◆ Exercise details ◆
Please rescale only the part of the records that opens with the line containing "Mark the fence" and closes with the line containing "[223,630,261,649]", both ends included. Repeat every line of that part, with the requests left as they are, and multiply each coordinate in the answers by 2.25, rounding to whole numbers with halves going up.

◆ Material for this task ◆
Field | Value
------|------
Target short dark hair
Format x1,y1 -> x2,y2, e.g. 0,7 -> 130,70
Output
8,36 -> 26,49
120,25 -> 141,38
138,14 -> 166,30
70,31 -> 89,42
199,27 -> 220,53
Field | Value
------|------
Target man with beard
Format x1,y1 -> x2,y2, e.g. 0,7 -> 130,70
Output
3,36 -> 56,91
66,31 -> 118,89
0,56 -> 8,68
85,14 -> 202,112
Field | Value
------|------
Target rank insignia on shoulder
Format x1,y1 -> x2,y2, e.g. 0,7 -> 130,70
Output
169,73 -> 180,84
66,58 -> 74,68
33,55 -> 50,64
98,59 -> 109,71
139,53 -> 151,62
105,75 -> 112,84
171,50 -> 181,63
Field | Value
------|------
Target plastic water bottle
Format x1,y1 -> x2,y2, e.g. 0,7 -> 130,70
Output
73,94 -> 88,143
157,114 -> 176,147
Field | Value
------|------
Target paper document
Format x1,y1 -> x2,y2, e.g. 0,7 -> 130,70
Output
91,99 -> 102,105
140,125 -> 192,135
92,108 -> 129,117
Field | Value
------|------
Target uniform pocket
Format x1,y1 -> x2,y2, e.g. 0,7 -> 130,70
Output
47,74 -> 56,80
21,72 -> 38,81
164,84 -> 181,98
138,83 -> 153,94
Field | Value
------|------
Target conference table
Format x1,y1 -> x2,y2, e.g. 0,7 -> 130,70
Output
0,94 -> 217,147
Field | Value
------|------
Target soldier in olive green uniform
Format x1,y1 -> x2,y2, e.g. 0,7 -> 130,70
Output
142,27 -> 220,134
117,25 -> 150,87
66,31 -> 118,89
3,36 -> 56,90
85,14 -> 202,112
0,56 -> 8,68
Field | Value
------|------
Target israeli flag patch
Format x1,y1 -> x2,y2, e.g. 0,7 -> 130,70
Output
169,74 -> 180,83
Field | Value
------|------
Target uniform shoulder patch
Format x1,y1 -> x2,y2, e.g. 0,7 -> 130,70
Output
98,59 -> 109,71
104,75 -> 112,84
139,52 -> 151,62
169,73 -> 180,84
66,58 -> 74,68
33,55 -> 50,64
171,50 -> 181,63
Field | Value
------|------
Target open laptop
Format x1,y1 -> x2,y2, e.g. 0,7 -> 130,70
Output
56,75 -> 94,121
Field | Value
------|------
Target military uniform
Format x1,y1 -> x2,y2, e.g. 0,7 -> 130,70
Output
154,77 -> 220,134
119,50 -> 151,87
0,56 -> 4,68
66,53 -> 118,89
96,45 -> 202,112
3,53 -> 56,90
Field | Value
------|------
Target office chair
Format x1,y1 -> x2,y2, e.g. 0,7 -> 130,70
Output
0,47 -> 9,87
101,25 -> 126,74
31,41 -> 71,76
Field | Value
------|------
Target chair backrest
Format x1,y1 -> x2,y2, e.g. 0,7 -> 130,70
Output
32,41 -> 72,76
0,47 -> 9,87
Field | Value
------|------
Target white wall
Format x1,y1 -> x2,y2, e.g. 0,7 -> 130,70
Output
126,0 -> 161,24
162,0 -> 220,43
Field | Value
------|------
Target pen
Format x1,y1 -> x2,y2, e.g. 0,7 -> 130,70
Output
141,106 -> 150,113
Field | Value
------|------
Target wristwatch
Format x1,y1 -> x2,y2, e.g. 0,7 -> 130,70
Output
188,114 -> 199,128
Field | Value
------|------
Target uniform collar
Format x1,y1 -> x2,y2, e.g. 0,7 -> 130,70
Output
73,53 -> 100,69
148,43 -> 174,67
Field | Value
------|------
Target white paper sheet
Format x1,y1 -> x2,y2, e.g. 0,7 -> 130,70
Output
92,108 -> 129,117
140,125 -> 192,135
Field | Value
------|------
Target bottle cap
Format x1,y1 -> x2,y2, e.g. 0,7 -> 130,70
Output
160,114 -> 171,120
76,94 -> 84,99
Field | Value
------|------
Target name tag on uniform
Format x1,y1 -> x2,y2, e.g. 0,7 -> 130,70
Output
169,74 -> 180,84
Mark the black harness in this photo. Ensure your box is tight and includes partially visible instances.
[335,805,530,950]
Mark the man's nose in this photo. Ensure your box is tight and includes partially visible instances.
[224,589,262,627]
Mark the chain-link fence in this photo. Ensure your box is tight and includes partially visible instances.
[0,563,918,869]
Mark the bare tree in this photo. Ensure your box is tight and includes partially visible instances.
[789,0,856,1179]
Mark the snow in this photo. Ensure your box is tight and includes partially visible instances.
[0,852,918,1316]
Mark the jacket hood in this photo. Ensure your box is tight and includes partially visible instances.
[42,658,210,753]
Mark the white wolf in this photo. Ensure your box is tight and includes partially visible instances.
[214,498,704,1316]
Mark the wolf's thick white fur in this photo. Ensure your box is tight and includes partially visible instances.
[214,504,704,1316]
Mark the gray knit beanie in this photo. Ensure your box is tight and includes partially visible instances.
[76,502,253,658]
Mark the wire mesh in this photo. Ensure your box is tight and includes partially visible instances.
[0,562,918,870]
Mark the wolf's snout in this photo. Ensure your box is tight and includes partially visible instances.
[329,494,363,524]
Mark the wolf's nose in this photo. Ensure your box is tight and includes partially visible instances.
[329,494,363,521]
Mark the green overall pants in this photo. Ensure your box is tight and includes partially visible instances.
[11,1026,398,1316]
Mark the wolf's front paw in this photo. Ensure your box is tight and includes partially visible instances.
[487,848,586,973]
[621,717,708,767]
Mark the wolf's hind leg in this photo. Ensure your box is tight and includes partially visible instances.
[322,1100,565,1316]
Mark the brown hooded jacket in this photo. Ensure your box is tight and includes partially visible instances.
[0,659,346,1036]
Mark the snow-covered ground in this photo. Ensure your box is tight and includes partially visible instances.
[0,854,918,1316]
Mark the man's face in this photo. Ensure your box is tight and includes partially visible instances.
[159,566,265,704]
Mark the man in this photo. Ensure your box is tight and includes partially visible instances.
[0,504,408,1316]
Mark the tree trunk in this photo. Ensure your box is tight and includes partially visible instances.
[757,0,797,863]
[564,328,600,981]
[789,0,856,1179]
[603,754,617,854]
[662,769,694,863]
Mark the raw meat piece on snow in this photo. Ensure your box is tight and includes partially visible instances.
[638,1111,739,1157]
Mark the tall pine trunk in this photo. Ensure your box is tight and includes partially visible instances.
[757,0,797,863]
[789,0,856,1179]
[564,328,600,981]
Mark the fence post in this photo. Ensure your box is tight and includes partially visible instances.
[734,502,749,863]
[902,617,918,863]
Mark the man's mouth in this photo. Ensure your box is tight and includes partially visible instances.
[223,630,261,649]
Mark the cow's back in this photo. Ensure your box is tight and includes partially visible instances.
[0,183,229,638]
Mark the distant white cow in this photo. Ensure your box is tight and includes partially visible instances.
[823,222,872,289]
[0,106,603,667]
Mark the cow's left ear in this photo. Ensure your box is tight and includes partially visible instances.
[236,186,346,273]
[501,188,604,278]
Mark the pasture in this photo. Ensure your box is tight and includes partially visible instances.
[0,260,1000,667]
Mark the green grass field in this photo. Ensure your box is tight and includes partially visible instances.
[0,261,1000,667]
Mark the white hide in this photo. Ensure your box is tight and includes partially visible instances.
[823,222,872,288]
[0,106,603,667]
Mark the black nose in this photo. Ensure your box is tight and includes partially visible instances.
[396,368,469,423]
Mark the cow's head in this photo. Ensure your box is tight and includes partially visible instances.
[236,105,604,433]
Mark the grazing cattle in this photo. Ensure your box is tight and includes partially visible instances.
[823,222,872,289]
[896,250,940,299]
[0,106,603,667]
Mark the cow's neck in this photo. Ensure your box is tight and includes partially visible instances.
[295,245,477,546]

◆ Right answer ◆
Mark the fence post in this photo. Ensure your box is tight and includes partially visible instances.
[1652,1130,1685,1942]
[2030,1388,2066,1942]
Mark the man's mouth in this photo. Ensure your box is tight and includes partially visible instances.
[502,1418,587,1460]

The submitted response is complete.